> Data to process
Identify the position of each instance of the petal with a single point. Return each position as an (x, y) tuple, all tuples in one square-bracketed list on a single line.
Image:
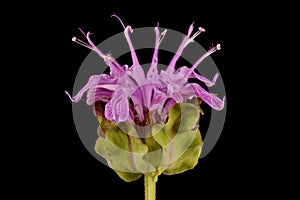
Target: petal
[(194, 89), (120, 105), (108, 111), (98, 94)]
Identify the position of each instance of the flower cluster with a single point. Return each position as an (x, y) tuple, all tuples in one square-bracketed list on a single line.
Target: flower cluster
[(131, 94)]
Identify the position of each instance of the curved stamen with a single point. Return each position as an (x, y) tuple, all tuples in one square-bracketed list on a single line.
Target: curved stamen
[(212, 50), (180, 49), (200, 30), (116, 16), (80, 42)]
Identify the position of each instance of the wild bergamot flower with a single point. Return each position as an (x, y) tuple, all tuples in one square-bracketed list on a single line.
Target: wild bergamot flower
[(131, 95)]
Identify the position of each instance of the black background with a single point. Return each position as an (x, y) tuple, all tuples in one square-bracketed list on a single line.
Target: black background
[(57, 162)]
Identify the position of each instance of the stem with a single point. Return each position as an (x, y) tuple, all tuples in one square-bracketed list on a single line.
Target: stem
[(149, 188)]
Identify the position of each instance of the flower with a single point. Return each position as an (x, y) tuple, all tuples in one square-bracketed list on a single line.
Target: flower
[(131, 94)]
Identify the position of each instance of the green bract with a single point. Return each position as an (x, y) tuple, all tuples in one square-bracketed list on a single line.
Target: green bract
[(169, 148)]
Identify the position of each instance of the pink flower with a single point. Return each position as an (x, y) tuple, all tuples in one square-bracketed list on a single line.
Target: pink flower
[(131, 94)]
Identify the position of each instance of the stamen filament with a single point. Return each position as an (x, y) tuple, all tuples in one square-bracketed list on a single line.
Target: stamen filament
[(212, 50), (200, 30), (76, 40)]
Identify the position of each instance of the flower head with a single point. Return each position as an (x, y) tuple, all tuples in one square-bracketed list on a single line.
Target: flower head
[(131, 94)]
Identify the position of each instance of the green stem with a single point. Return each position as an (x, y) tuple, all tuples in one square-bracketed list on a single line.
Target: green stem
[(149, 188)]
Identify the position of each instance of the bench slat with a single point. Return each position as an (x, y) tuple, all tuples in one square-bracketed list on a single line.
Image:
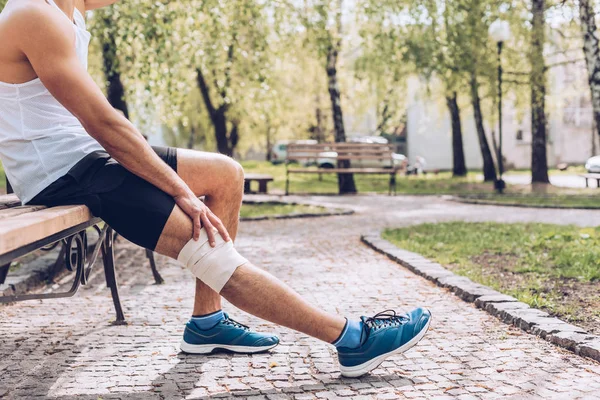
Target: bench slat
[(345, 170), (14, 211), (28, 228), (8, 201)]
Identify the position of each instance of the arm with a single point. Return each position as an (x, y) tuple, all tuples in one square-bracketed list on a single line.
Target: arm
[(93, 4), (48, 42)]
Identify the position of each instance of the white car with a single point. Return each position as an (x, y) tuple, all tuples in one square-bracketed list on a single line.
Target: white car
[(593, 165), (328, 159)]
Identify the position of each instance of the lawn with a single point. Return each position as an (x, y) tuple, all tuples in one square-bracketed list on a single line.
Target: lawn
[(430, 184), (441, 183), (552, 267), (270, 209), (559, 200)]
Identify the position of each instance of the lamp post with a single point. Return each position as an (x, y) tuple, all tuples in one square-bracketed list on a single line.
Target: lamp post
[(500, 32)]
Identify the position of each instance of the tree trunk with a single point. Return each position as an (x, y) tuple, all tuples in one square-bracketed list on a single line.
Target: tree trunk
[(539, 158), (345, 181), (594, 130), (192, 138), (591, 51), (460, 168), (220, 125), (489, 169), (269, 152), (218, 117), (115, 91), (319, 128)]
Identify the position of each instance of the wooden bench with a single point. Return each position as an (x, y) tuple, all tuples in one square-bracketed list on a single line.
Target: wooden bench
[(262, 180), (365, 158), (24, 229), (592, 177)]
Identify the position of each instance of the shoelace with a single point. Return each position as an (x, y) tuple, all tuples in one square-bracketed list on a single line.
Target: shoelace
[(384, 319), (229, 321)]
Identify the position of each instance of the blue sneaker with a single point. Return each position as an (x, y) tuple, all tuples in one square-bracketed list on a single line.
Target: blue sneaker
[(227, 334), (383, 335)]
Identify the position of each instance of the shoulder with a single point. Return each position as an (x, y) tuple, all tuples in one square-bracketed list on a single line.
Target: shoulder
[(36, 20), (93, 4)]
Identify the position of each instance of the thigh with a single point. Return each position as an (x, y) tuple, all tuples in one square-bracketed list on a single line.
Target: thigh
[(136, 209), (208, 173)]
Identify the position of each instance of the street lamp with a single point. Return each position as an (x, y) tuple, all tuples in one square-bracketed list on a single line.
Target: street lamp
[(500, 32)]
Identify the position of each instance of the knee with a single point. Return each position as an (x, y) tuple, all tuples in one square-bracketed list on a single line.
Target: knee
[(233, 172)]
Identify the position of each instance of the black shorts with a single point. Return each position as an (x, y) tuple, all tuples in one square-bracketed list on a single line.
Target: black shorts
[(133, 207)]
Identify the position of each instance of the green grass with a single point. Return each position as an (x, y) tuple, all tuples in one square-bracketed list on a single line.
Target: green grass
[(270, 209), (553, 267), (2, 180), (583, 200), (573, 169), (441, 183), (430, 184)]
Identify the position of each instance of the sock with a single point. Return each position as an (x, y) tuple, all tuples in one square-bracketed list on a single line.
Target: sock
[(350, 336), (207, 321)]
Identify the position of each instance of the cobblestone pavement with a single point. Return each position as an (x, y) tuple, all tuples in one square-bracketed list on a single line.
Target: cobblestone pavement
[(67, 348)]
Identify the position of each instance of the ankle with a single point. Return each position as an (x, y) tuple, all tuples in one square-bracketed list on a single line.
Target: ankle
[(207, 321)]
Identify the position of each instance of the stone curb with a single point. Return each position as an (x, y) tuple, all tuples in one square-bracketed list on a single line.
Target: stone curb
[(291, 216), (506, 308), (493, 203)]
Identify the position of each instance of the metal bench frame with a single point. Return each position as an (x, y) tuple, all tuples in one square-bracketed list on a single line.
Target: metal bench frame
[(592, 177), (75, 251)]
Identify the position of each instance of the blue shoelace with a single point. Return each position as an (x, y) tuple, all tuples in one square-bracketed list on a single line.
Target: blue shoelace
[(384, 319)]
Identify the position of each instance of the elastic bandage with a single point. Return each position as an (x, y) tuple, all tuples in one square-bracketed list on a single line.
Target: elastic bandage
[(212, 265)]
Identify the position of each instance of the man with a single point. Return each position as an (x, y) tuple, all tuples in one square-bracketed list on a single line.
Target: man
[(62, 143)]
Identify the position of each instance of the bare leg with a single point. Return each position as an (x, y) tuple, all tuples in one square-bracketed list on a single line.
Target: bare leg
[(210, 175), (250, 288)]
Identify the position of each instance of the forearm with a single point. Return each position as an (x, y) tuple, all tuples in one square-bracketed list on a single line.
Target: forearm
[(126, 145)]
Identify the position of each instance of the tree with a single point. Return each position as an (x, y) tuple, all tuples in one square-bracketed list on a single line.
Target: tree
[(458, 154), (539, 159), (476, 54), (322, 22), (115, 91), (592, 56)]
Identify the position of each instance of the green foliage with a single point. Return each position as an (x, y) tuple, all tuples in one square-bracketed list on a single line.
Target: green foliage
[(271, 209), (533, 262)]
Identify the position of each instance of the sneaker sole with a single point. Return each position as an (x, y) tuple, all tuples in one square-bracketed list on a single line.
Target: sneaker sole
[(209, 348), (365, 368)]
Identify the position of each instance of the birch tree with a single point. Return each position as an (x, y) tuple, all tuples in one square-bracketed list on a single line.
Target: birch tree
[(591, 50), (539, 158)]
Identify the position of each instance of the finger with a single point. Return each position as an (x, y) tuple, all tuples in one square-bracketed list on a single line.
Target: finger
[(210, 230), (220, 227), (197, 226)]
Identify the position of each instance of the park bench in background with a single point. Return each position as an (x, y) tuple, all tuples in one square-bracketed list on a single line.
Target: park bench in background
[(262, 180), (24, 229), (592, 177), (365, 158)]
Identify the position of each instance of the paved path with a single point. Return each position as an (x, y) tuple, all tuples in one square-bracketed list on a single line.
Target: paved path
[(566, 181), (67, 349)]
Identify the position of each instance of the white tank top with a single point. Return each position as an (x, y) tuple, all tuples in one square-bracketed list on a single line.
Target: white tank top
[(40, 140)]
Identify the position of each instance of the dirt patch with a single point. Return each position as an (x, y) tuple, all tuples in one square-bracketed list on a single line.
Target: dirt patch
[(569, 299)]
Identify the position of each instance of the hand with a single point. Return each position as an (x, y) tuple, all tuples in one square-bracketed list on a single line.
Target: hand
[(201, 216)]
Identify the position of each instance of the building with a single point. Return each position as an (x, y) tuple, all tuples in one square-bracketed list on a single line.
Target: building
[(571, 136)]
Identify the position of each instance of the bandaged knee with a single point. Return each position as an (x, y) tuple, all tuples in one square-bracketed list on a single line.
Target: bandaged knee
[(212, 265)]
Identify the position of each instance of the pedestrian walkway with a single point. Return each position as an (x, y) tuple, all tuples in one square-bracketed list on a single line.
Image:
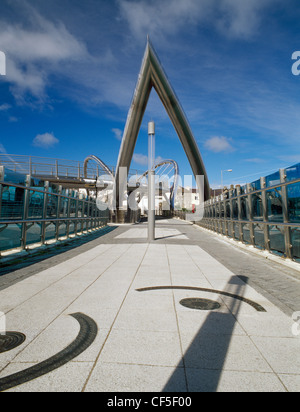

> Description of the task
Copy the entries from the line containing "Identify the position of each instance of the birch" through the line containing "[(569, 299)]", changing "paved path" to "gravel path" and leaving everything else untouched.

> Response to the exercise
Identify the position of each instance of the birch tree with a single point. Return each position as an (x, y) tuple, all tuples in one square-bracketed list on a single line.
Target: birch tree
[(591, 50), (539, 158)]
Identify the position of each instance of the finger with a single point. Return each position as an (x, y) tuple, all tuples in one square-bracketed list on a single line.
Target: finger
[(210, 230), (220, 227), (197, 226)]
Identify the position of each instance of the park bench in background with a single point. Return each position as an (x, y) tuple, all tuples in one square-bracketed list on a single line.
Target: park bench in background
[(262, 180), (24, 229), (592, 177), (365, 158)]
Identify the position of each instance of the gravel path with a single point. Return each position as an (x, y) tuple, all tuples in one square-bracketed list on a single line.
Target: gravel path
[(566, 181), (67, 349)]
Identify the position of each instance of the white tank top with a single point. Return each position as an (x, y) tuple, all tuples in one square-bracketed list on a single line.
Target: white tank top
[(40, 140)]
Identify the position of each instance of the dirt patch with a single point. Return each position as an (x, y) tuple, all tuples in one square-bracketed list on a single line.
Target: dirt patch
[(569, 299)]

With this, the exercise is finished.